Try it: Go through the entries below and work out how many lines include "each"; give only that number.

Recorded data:
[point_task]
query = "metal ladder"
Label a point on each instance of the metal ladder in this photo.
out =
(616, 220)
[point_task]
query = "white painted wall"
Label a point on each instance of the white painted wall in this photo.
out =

Answer section: 2